_WHAT YOU WILL DO_.
Ignoring the images, restate the records below word for word.

_MATERIAL SHOWN_.
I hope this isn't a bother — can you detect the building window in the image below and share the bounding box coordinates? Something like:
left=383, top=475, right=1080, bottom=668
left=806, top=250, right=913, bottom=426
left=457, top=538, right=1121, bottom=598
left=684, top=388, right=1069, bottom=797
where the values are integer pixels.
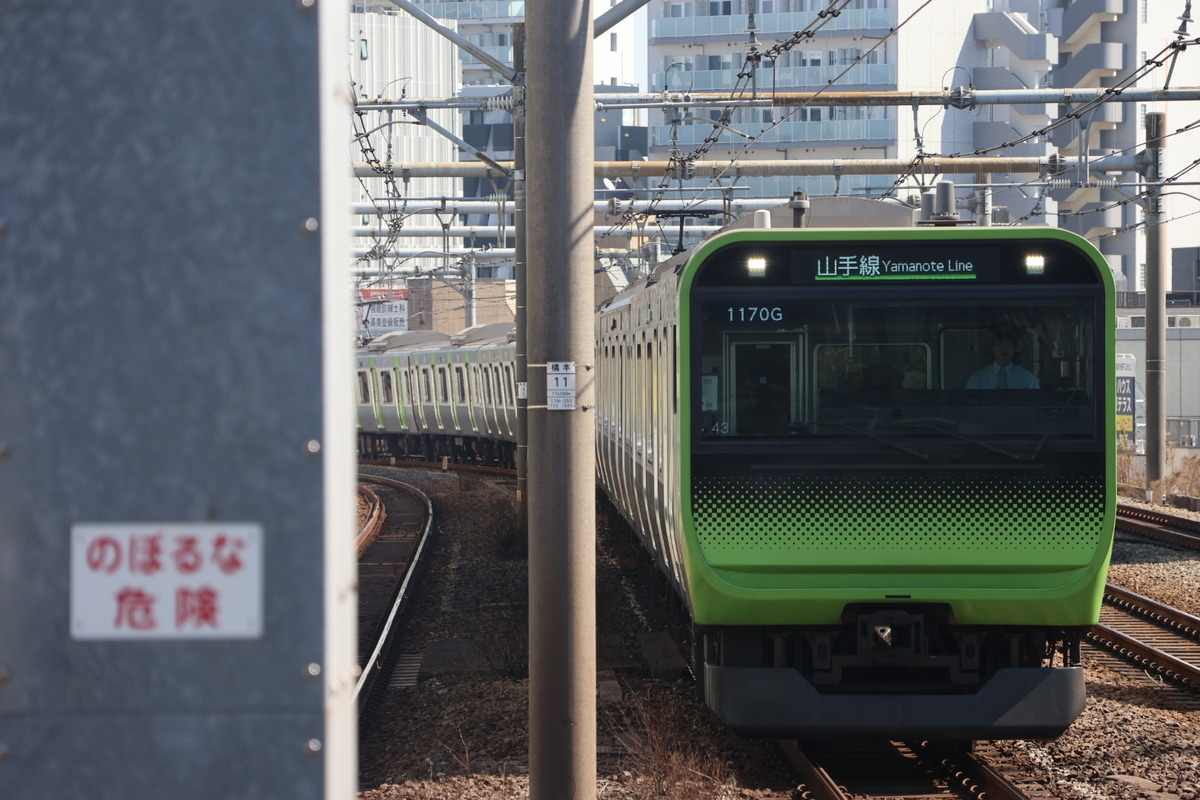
left=709, top=0, right=732, bottom=15
left=611, top=32, right=618, bottom=52
left=665, top=2, right=693, bottom=18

_WORKED SOLUTION_.
I hope this isn't a bother — can you detect the building window in the image below and share the bounding box coordinates? Something like:
left=383, top=475, right=1080, bottom=668
left=806, top=250, right=913, bottom=426
left=457, top=538, right=1121, bottom=598
left=684, top=388, right=1069, bottom=797
where the values are integer pixels.
left=709, top=0, right=732, bottom=15
left=611, top=32, right=618, bottom=52
left=665, top=2, right=693, bottom=18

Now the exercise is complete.